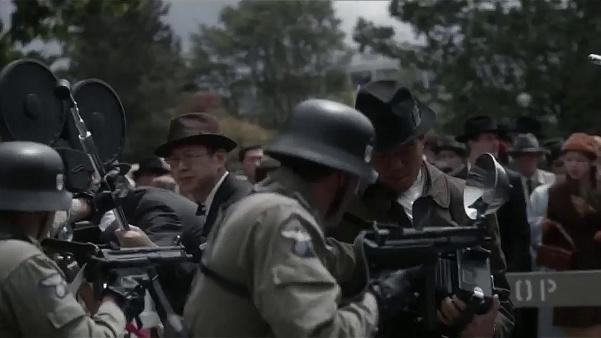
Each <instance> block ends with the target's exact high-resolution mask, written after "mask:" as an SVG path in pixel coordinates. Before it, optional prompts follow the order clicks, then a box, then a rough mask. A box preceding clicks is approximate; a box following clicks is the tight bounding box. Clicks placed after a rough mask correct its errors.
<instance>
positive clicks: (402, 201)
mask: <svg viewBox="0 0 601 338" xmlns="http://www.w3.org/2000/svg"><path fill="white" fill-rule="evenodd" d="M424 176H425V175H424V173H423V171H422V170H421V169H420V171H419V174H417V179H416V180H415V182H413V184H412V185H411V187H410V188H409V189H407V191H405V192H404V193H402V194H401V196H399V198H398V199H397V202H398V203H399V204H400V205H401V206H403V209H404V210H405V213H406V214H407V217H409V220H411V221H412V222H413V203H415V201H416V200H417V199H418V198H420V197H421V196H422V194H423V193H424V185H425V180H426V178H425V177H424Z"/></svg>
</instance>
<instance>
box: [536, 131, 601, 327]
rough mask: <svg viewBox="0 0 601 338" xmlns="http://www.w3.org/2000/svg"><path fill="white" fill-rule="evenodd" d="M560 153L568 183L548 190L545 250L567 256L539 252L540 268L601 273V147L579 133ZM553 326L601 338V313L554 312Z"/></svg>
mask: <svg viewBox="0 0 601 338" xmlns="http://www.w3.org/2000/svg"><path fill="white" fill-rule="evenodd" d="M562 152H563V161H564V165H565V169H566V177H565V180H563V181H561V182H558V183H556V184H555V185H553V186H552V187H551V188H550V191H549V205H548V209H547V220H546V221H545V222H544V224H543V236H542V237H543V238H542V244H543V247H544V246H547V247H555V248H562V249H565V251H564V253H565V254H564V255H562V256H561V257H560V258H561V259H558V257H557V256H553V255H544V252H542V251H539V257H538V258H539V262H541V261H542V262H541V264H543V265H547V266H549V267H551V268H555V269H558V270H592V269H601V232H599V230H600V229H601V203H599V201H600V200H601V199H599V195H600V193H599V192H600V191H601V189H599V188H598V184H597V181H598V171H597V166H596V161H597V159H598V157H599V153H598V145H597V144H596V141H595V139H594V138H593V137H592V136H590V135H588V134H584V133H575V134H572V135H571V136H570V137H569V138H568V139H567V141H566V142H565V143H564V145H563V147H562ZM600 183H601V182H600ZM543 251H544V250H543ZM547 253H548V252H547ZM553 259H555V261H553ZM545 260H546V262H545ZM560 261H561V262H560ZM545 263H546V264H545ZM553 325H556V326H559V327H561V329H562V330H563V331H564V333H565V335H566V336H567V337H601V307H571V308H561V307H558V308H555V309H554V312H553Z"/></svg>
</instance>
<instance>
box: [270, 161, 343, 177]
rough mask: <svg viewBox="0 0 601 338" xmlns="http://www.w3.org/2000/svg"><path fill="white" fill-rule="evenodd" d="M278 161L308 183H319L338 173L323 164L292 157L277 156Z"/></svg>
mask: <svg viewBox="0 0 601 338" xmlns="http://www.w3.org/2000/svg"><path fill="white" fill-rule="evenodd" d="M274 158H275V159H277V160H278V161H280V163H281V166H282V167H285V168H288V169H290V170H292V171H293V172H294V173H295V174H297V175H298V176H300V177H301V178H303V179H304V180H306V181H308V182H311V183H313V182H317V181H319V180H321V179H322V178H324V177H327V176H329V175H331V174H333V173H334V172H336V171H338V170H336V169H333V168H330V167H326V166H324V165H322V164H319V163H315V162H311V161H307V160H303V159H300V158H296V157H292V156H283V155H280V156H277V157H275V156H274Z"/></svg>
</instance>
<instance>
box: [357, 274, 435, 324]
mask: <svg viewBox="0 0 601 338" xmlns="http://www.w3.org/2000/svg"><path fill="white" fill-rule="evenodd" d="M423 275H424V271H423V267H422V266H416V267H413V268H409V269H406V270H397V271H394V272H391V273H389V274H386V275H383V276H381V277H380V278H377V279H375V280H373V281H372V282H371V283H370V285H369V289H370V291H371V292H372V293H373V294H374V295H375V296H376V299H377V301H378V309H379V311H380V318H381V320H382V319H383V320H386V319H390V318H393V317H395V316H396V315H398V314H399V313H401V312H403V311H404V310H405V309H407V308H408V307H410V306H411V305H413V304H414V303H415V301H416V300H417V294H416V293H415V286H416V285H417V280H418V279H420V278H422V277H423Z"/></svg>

________________________

§ WHAT THIS TASK INVOLVES
Apart from its pictures, the material above should be repeated exactly.

§ WRITTEN REPLY
Each <instance> block ends with the target's exact high-resolution mask, written after "mask:" as an SVG path in pixel coordinates. Before it, optional prompts follow the order clicks, then a box, then a rough mask. A box preceding clicks is approximate; a box following clicks is the tight bounding box. Clicks placed after a rough mask correct its errors.
<instance>
positive clicks: (402, 201)
mask: <svg viewBox="0 0 601 338" xmlns="http://www.w3.org/2000/svg"><path fill="white" fill-rule="evenodd" d="M424 176H425V175H424V173H423V171H422V170H421V169H420V171H419V174H417V179H416V180H415V182H413V184H412V185H411V187H410V188H409V189H407V191H405V192H404V193H402V194H401V196H399V198H398V199H397V202H398V203H399V204H400V205H401V206H403V209H404V210H405V213H406V214H407V217H409V220H411V221H412V222H413V203H415V201H416V200H417V199H418V198H420V197H421V196H422V194H423V193H424V185H425V180H426V178H425V177H424Z"/></svg>
</instance>
<instance>
box: [536, 131, 601, 327]
rough mask: <svg viewBox="0 0 601 338" xmlns="http://www.w3.org/2000/svg"><path fill="white" fill-rule="evenodd" d="M560 153L568 183L548 190L545 250L567 256L539 252L540 268L601 273V147L579 133ZM553 326L601 338V313L554 312Z"/></svg>
mask: <svg viewBox="0 0 601 338" xmlns="http://www.w3.org/2000/svg"><path fill="white" fill-rule="evenodd" d="M562 152H563V161H564V165H565V169H566V177H565V180H563V181H561V182H558V183H556V184H555V185H553V186H552V187H551V188H550V191H549V205H548V209H547V220H546V221H545V222H544V224H543V236H542V237H543V238H542V244H543V247H544V246H547V247H555V248H562V249H565V251H564V253H565V254H564V255H562V256H561V257H560V258H561V259H558V257H557V256H553V255H544V252H542V251H539V257H538V258H539V262H541V261H542V262H541V264H543V265H547V266H549V267H551V268H555V269H558V270H592V269H601V232H599V230H600V229H601V203H599V201H600V200H601V199H599V195H600V193H599V192H600V191H601V189H599V188H598V184H597V181H598V171H597V166H596V161H597V159H598V157H599V153H598V145H597V144H596V141H595V139H594V138H593V137H592V136H590V135H588V134H584V133H575V134H572V135H571V136H570V137H569V138H568V139H567V141H566V142H565V143H564V145H563V147H562ZM600 183H601V182H600ZM543 251H544V250H543ZM547 253H548V252H547ZM553 259H555V261H553ZM545 260H546V262H545ZM560 261H561V262H560ZM545 263H546V264H545ZM553 325H556V326H559V327H561V329H562V330H563V331H564V333H565V335H566V336H567V337H601V307H571V308H561V307H558V308H555V309H554V312H553Z"/></svg>
</instance>
<instance>
box: [270, 161, 343, 177]
rough mask: <svg viewBox="0 0 601 338" xmlns="http://www.w3.org/2000/svg"><path fill="white" fill-rule="evenodd" d="M278 161L308 183H319L338 173L323 164L292 157L277 156Z"/></svg>
mask: <svg viewBox="0 0 601 338" xmlns="http://www.w3.org/2000/svg"><path fill="white" fill-rule="evenodd" d="M274 158H275V159H277V160H278V161H280V163H281V166H282V167H285V168H288V169H290V170H292V171H293V172H294V173H295V174H297V175H298V176H300V177H301V178H303V179H304V180H306V181H308V182H311V183H313V182H317V181H319V180H321V179H322V178H324V177H327V176H329V175H331V174H333V173H334V172H336V171H338V170H336V169H333V168H330V167H326V166H324V165H322V164H319V163H315V162H311V161H307V160H303V159H300V158H296V157H292V156H283V155H280V156H277V157H275V156H274Z"/></svg>
</instance>
<instance>
box: [357, 274, 435, 324]
mask: <svg viewBox="0 0 601 338" xmlns="http://www.w3.org/2000/svg"><path fill="white" fill-rule="evenodd" d="M423 275H424V271H423V267H422V266H416V267H413V268H409V269H406V270H397V271H394V272H391V273H389V274H386V275H383V276H381V277H380V278H377V279H375V280H373V281H372V282H371V283H370V285H369V289H370V291H371V292H372V293H373V294H374V295H375V296H376V299H377V301H378V309H379V311H380V318H381V320H382V319H383V320H386V319H390V318H393V317H395V316H396V315H398V314H399V313H401V312H403V311H404V310H405V309H407V308H408V307H410V306H411V305H413V304H414V303H415V301H416V300H417V294H416V293H415V286H416V285H417V280H418V279H420V278H422V277H423Z"/></svg>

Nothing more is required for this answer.